3- Des effets néfastes sur l'environnement. Bible des opposants au changement d'heure, le rapport de Philippe François liste aussi les effets néfastes supposés du changement d'heure sur l'environnement. Il indique ainsi que le niveau de pollution atmosphérique pourrait grimper à cause de l'heure d'été. En cause : "la pointe de circulation coïncidant avec les heures les plus chaudes de la journée". En résultent à la fois une concentration d'ozone et de particules renforcée. "Dès lors que les déplacements automobiles de la mi-journée ont lieu autour de quatorze heures (soit midi heure solaire), et, surtout, que les migrations du soir se produisent à une heure où le rayonnement solaire reste intense, il n'est pas illogique de supposer que le décalage horaire contribue - même marginalement - à l'empoisonnement des villes européennes", conclut le sénateur.
Un rapport de 1986 signé par un député, Jean Valroff, reprenait en substance la même thèse, tout comme une étude sortie la même année et chiffrant à 10 % l'augmentation de la concentration maximale en ozone en moyenne et à 15 % la concentration en P.A.N. (nitrate de peroxyacétyle) en France liée au passage de l'heure d'hiver à l'heure d'été.

PROBLÈMES ET EXERCICES ::
[1] Selon le texte sur le changement d'heure, pour quelle raison l'heure d'été pourrait-elle accroître la pollution atmosphérique ? Répondez en une à trois phrases.
[2] Poursuivez le texte sur le changement d'heure à partir de sa dernière phrase.

LES DONNÉES ::
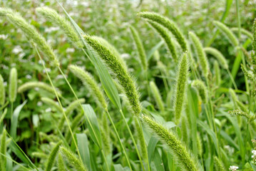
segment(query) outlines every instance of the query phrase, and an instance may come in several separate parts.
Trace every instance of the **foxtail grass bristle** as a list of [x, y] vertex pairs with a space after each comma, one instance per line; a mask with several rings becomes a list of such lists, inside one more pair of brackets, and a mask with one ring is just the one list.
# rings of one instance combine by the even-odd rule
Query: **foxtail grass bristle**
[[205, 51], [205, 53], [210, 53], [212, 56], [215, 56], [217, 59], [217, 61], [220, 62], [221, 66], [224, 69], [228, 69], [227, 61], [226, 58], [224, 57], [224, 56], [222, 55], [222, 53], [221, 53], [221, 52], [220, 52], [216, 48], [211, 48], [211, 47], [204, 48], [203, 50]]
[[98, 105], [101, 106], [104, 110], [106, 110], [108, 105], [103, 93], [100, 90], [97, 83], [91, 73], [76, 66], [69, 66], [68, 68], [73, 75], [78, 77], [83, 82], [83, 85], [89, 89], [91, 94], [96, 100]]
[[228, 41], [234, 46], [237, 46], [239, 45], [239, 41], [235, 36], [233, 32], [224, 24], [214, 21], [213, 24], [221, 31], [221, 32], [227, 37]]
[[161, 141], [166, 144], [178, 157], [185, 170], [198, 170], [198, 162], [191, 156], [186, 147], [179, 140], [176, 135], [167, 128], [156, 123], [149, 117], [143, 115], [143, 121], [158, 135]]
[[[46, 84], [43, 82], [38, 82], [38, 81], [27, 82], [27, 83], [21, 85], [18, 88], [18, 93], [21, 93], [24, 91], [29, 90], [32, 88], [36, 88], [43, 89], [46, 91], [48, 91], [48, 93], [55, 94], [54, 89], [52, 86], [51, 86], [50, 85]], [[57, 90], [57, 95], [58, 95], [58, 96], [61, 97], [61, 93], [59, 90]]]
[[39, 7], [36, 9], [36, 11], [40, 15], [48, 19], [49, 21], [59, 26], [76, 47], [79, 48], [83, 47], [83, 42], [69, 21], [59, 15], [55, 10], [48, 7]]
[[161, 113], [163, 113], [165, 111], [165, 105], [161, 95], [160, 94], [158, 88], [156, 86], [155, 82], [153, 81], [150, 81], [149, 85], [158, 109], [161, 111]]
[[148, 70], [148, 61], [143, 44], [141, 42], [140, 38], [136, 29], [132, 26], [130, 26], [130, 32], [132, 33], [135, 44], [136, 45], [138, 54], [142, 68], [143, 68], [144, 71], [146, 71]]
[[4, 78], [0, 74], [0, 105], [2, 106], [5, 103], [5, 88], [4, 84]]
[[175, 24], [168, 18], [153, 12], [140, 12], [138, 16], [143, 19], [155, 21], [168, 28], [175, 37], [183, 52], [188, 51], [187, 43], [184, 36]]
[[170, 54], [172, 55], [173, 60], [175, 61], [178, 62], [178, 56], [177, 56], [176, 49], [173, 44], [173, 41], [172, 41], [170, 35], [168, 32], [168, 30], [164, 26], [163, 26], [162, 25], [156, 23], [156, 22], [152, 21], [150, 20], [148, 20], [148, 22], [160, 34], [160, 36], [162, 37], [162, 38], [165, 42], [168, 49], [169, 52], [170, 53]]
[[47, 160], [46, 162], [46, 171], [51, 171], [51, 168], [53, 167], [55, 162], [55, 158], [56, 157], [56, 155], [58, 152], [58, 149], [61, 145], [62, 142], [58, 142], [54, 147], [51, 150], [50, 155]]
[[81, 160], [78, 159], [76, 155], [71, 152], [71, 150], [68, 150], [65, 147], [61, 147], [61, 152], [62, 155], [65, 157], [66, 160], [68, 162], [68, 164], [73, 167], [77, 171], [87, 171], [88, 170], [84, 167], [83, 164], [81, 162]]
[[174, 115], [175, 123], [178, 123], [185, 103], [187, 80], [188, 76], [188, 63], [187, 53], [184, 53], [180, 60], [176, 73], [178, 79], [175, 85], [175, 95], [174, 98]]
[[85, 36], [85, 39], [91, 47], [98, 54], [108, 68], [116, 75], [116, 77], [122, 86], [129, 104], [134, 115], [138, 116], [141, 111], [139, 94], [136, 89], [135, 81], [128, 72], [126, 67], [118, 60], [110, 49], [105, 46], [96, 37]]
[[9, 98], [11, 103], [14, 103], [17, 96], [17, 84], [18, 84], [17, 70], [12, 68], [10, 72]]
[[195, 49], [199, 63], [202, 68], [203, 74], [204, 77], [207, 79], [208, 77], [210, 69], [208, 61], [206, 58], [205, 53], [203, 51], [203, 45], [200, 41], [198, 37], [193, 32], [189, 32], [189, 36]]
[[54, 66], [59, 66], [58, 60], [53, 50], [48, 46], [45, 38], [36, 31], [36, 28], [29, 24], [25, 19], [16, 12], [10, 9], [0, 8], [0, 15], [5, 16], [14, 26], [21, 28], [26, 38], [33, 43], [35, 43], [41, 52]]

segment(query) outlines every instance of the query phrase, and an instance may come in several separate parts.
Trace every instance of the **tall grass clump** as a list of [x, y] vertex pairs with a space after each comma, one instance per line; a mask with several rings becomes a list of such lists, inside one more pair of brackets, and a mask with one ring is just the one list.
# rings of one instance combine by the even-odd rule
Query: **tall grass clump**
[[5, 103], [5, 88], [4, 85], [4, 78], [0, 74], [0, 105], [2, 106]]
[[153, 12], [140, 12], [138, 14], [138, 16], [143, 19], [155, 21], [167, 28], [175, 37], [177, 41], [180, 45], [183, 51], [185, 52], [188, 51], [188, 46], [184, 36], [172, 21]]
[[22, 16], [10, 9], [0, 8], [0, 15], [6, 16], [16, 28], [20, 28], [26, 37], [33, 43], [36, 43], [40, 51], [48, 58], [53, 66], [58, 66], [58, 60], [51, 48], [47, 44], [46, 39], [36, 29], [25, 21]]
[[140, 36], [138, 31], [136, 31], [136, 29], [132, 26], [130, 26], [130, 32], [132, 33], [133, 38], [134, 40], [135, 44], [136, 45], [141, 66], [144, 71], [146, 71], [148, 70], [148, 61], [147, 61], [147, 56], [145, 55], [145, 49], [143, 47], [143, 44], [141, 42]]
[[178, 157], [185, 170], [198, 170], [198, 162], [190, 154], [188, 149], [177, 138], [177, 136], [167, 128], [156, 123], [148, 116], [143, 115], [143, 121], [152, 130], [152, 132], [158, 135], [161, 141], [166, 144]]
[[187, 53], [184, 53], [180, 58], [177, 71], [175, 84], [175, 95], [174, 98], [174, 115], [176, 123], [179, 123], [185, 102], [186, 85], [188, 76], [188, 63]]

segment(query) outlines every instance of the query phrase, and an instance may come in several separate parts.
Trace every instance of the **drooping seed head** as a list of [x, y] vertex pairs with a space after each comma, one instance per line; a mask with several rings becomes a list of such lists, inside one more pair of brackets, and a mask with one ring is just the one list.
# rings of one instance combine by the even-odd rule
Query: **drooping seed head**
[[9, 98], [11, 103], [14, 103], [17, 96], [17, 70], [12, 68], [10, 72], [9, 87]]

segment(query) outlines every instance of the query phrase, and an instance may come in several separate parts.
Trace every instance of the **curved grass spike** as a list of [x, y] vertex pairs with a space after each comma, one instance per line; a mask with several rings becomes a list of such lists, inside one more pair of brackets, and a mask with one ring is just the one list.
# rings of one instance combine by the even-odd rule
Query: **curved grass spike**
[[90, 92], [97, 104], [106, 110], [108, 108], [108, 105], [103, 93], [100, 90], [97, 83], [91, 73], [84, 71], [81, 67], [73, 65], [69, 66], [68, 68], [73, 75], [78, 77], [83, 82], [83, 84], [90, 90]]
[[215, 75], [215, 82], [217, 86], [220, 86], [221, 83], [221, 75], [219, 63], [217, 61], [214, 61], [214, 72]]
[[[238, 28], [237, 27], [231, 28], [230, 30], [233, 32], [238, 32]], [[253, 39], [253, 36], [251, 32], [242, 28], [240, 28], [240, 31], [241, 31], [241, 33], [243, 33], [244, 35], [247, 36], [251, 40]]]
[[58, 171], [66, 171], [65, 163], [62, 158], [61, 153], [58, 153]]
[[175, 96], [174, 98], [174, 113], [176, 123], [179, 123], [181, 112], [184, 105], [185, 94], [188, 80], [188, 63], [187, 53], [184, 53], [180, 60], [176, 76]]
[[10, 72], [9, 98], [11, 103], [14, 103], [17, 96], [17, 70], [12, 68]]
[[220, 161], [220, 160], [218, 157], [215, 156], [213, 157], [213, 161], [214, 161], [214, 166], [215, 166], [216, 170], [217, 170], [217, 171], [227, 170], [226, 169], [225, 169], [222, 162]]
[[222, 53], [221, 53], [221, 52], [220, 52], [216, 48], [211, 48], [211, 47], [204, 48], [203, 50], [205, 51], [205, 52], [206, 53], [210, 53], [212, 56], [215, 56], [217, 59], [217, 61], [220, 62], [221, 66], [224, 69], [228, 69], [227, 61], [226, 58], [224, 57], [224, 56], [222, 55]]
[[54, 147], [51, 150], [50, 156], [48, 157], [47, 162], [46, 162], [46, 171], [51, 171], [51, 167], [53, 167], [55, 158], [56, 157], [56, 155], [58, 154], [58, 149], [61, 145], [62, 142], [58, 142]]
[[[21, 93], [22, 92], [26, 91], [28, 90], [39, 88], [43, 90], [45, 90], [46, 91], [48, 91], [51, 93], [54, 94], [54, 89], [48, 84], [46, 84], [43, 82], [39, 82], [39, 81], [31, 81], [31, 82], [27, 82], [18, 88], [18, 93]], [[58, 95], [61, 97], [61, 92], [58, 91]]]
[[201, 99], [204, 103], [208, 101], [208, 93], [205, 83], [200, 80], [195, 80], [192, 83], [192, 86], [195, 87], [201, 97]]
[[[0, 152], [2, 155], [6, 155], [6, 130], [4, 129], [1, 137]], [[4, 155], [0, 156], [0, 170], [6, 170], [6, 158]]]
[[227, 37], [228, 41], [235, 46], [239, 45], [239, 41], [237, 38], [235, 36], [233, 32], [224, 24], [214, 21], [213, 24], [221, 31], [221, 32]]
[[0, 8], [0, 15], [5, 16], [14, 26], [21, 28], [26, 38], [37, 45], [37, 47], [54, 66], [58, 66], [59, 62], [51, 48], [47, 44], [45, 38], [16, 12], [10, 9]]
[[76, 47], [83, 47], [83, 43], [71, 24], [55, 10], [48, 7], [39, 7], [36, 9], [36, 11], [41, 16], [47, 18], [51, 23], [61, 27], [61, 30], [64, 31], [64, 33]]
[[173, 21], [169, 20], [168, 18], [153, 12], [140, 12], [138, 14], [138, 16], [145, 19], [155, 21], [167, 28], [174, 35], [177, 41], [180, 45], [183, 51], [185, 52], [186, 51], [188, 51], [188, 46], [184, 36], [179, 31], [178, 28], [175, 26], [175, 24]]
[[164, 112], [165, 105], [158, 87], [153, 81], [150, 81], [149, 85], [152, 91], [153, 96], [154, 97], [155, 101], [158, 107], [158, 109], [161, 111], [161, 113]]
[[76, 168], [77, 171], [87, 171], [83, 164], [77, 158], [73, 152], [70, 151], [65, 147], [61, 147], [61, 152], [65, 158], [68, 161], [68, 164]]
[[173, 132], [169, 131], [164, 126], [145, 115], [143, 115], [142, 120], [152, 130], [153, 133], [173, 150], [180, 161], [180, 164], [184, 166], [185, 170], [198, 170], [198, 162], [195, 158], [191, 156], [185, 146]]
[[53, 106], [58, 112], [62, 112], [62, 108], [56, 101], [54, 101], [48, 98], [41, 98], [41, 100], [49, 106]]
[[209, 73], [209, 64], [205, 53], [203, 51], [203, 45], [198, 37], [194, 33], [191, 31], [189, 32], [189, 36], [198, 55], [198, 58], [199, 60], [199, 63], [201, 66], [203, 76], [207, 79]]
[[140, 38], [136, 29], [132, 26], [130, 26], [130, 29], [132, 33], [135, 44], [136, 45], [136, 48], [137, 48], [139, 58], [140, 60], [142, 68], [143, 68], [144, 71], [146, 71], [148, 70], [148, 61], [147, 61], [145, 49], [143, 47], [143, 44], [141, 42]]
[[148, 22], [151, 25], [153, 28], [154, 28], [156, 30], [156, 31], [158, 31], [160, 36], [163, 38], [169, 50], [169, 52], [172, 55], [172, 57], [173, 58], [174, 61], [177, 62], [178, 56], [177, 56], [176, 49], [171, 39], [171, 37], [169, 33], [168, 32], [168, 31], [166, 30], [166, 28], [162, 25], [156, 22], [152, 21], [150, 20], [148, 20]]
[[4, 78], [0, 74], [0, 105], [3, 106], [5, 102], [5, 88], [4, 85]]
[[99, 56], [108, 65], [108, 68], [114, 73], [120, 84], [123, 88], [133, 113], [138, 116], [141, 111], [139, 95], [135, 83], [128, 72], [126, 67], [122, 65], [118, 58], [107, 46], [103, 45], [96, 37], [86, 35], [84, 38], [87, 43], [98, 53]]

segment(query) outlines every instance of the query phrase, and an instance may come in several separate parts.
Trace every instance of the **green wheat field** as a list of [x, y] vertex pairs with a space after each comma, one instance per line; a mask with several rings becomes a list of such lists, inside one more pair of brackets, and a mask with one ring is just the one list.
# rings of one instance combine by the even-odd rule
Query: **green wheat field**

* * *

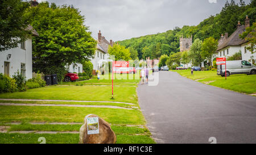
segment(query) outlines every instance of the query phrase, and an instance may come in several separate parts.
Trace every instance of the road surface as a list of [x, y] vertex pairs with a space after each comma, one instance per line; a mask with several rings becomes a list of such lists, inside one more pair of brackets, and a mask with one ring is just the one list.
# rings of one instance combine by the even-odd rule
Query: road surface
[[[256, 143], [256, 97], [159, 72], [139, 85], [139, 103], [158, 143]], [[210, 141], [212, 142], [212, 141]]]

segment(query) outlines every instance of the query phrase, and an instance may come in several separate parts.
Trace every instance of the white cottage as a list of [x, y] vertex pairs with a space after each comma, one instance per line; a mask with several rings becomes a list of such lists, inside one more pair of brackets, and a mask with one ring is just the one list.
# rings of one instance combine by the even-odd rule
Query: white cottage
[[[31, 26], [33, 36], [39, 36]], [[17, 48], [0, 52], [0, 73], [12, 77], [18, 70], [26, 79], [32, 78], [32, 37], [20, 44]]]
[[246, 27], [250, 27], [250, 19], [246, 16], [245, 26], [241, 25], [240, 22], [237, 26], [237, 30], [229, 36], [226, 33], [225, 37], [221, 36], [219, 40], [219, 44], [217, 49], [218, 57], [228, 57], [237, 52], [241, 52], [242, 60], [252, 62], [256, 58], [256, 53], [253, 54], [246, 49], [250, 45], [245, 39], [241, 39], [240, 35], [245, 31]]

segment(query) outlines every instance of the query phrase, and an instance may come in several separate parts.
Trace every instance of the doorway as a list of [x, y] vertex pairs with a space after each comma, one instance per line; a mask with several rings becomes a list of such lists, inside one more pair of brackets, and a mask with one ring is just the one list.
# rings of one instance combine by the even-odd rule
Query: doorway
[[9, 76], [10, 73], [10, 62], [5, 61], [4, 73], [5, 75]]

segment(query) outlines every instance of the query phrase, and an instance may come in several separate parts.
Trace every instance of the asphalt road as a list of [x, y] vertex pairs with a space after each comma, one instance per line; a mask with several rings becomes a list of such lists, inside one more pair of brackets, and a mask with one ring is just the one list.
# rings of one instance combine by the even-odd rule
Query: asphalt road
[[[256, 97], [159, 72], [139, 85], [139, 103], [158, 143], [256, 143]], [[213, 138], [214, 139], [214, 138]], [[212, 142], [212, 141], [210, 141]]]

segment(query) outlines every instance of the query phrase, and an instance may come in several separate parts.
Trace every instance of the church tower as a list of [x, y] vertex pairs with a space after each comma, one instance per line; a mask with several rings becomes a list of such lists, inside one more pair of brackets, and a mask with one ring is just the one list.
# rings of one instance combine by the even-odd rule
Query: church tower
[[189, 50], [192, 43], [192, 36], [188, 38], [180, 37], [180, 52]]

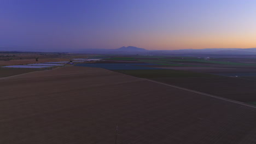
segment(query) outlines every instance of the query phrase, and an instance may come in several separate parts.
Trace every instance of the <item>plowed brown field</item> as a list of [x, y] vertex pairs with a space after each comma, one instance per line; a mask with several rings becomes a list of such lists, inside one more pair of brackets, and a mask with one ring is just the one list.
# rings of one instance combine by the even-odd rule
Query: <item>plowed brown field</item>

CORRIGÉS DES EXERCICES ::
[1] La pointe de circulation coïncide avec les heures les plus chaudes de la journée, ce qui renforce la concentration d'ozone et de particules. Les déplacements de la mi-journée ont lieu vers quatorze heures, soit midi heure solaire, et ceux du soir se produisent alors que le rayonnement solaire reste intense.

[2]
4- Des conséquences sur la santé. Quatrième série dévastatrice pour le changement d'heure : celle des effets potentiels sur la santé. Le rapport du Sénat mentionnait aussi en 1997 les effets pervers du changement d'heure dans "les hôpitaux, les crèches, les écoles et les centres de séjour de personnes âgées". Le changement d'heure aurait en effet des effets sur l'organisme encore méconnus, mais de plus en plus évoqués, notamment chez les plus fragiles. Selon certains chronobiologistes, le changement d'heure aurait plus d'effets qu'un décalage horaire lors d'un voyage. En cause cette fois : la mélatonine, hormone du sommeil, sécrétée lors des moments d'obscurité et qui réagirait différemment selon l'exposition à la luminosité.
Plus d'infarctus après le changement d'heure d'été ?
Le "rythme circadien", qui réglerait notre corps dans le temps selon des cycles de 24 heures, s'en trouverait indirectement perturbé. Il s'agit autrement dit d'une perturbation de notre rythme biologique qui pourrait provoquer problèmes de sommeil, sautes d'humeur, troubles de l'alimentation, stress, voire dépressions selon les médecins interrogés. Pire : le nombre d'infarctus observés augmenterait de 5 % dans la semaine qui suit le passage à l'heure d'été !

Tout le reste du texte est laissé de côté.